__Direction__: Retype every row below verbatim, leaving the pictures out of your answer.

__Task inputs__:
⟨

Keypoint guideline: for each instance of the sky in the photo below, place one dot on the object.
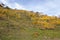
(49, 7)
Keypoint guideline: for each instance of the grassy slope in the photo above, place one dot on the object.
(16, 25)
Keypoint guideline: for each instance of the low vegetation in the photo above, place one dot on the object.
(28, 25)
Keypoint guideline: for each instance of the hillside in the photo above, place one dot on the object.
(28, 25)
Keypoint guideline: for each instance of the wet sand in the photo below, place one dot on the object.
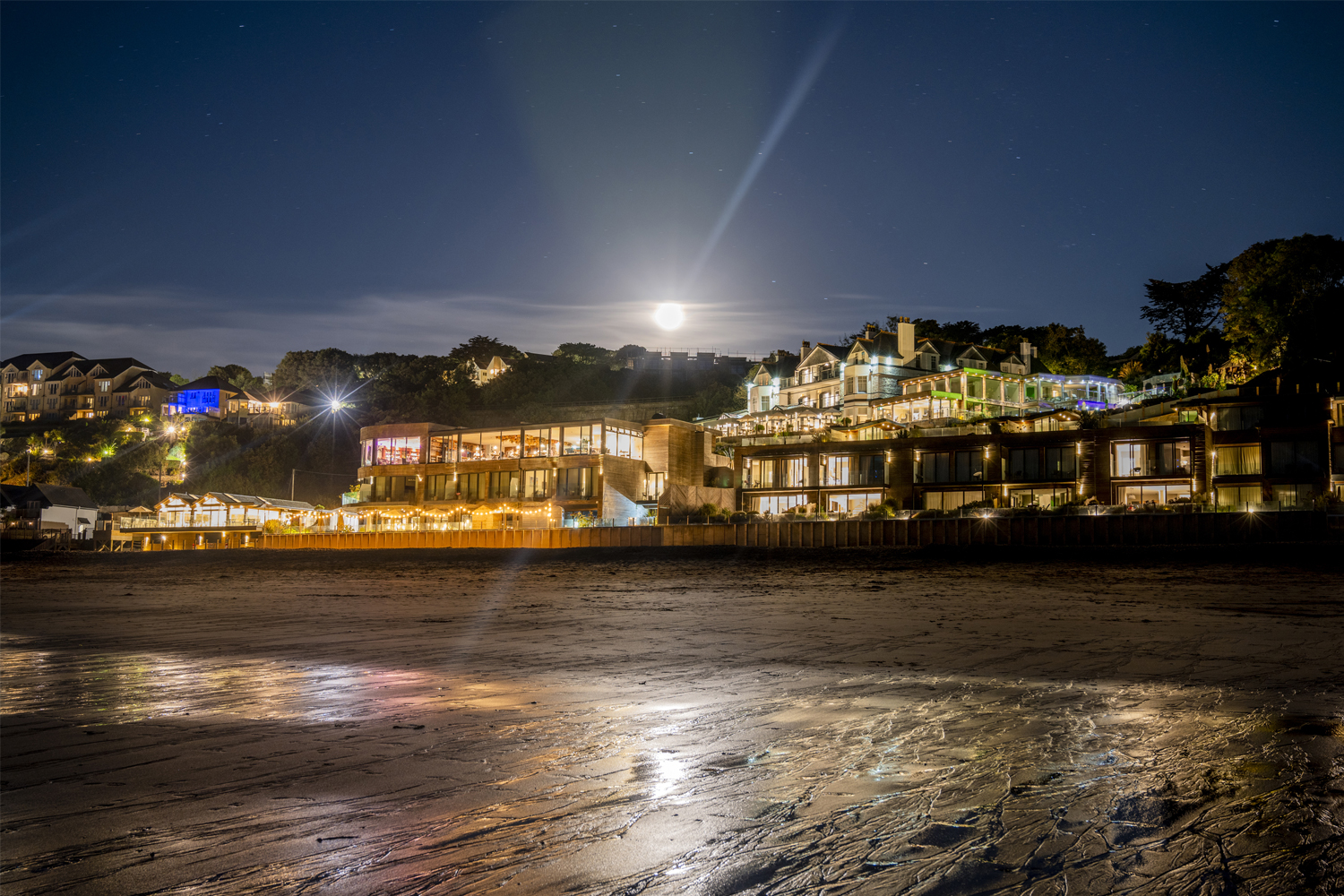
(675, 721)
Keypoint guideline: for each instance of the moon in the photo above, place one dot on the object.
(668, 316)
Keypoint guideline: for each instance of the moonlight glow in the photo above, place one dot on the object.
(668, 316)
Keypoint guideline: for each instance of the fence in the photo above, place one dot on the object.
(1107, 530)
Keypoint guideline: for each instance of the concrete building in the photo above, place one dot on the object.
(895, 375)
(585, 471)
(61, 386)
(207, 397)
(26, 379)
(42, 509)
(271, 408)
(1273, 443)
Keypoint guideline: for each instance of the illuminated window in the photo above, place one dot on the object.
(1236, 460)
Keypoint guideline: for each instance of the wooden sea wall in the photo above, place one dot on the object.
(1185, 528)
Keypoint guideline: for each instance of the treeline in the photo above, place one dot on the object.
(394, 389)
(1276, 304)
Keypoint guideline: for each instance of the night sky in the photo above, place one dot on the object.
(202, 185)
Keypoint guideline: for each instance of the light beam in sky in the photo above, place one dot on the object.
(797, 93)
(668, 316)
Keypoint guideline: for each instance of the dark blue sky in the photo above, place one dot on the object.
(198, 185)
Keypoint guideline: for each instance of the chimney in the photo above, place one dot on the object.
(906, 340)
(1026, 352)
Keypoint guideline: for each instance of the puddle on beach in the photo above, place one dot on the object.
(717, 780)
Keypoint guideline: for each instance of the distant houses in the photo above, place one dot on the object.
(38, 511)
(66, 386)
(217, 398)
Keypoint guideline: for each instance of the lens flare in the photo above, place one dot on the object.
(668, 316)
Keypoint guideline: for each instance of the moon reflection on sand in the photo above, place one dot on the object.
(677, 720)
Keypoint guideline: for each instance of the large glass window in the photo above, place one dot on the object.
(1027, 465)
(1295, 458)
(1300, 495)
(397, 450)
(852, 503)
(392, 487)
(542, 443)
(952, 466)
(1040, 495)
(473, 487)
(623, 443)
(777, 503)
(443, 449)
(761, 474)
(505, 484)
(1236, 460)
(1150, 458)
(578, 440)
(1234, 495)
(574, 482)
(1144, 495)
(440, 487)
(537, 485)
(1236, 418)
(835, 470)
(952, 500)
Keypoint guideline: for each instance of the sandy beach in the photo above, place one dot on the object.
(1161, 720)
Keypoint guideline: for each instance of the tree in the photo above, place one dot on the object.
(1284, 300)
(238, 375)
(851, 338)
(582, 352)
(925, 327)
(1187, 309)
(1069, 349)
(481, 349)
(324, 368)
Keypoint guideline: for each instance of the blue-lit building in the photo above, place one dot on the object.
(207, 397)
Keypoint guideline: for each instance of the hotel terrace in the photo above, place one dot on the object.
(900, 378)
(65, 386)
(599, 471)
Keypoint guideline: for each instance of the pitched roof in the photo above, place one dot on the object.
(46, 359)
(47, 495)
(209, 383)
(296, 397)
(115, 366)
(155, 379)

⟩

__Task output__:
Keypoint guideline: for each instance of the sky in the photo below, place one dot on the object.
(49, 7)
Keypoint guideline: for each instance of the grassy slope in the photo above, place one dot on the object.
(16, 25)
Keypoint guideline: for each instance of the low vegetation in the photo above, place one dot on the object.
(28, 25)
Keypoint guideline: for each instance of the hillside in the photo above, place one dot on the object.
(28, 25)
Keypoint guideline: for each instance of the wet sand in the photo below, place one dot on the object.
(675, 721)
Keypoint guideline: for each instance of the moon in the photo above, place one dot on the object.
(668, 316)
Keypoint guideline: for each instance of the moonlight glow in the photo above, place one dot on the object.
(668, 316)
Keypoint guideline: for each instance of the fence in the photo above, place one dot on the object.
(1107, 530)
Keypoint guideline: for each instance of the concrete building in the photo above, place one dot on the object.
(895, 375)
(585, 471)
(61, 386)
(207, 397)
(26, 379)
(42, 509)
(271, 408)
(1273, 443)
Keypoint guideline: for each instance of the illuminated window in the photo above, place one dot on the object.
(1236, 460)
Keypoint guideline: for each instance of the wooden sea wall in the photo above, place one dot on the object.
(1185, 528)
Keypoint guideline: for each instance of the treeline in the photo above, place one dot on the object.
(394, 389)
(1276, 304)
Keypoint guideline: for each instance of the night sky in the photo above, place one dot on the object.
(202, 185)
Keypoint guideline: for each instance of the light beam in sky in the photo above, place one dot on the object.
(797, 93)
(668, 316)
Keypoint guideline: for each instance of the dark blue sky in the photo above, place one dot on the object.
(198, 185)
Keypoint guideline: for each instance of the chimney in the photo above, place one dot on the object.
(906, 340)
(1026, 352)
Keypoint guideline: for each instance of the puddle on beach in the photo above, place one dot on the object.
(717, 780)
Keypoint guideline: for each instance of the distant houses in the photo above, place one dot on the object.
(38, 511)
(66, 386)
(217, 398)
Keypoint guideline: for each instance of the lens flare in the photo above, place one dot on the object.
(668, 316)
Keypoint guideline: for each instance of the moon reflection on sand in the photo above, place one dot on the object.
(677, 720)
Keypoint guideline: for each instance of the large glass window in the photo above, place one dot on the object.
(1027, 465)
(1295, 458)
(1300, 495)
(397, 450)
(852, 503)
(392, 487)
(542, 443)
(952, 466)
(1040, 495)
(473, 487)
(623, 443)
(777, 503)
(443, 449)
(761, 474)
(505, 484)
(1236, 460)
(1150, 458)
(578, 440)
(1234, 495)
(574, 482)
(1144, 495)
(440, 487)
(537, 485)
(1236, 418)
(835, 470)
(952, 500)
Keypoint guideline: for each instance of the sandy beach in the photo above, place one dot on the object.
(1161, 720)
Keypoint guideline: for each instance of the tree in the photo above, place one dot on the object.
(1284, 300)
(238, 375)
(851, 338)
(582, 352)
(925, 327)
(1187, 309)
(1069, 349)
(481, 349)
(324, 368)
Keypoint guideline: for each instance of the blue-lit building in the photo above, place one dot on the object.
(207, 397)
Keypoint guideline: for each instance of the hotel terrace in the photo above, place one dot on the object.
(900, 378)
(65, 386)
(599, 471)
Keypoint guideline: for each instance of the pitched roof in the photo above, place one dot on the object.
(46, 359)
(47, 495)
(209, 383)
(296, 397)
(115, 366)
(155, 379)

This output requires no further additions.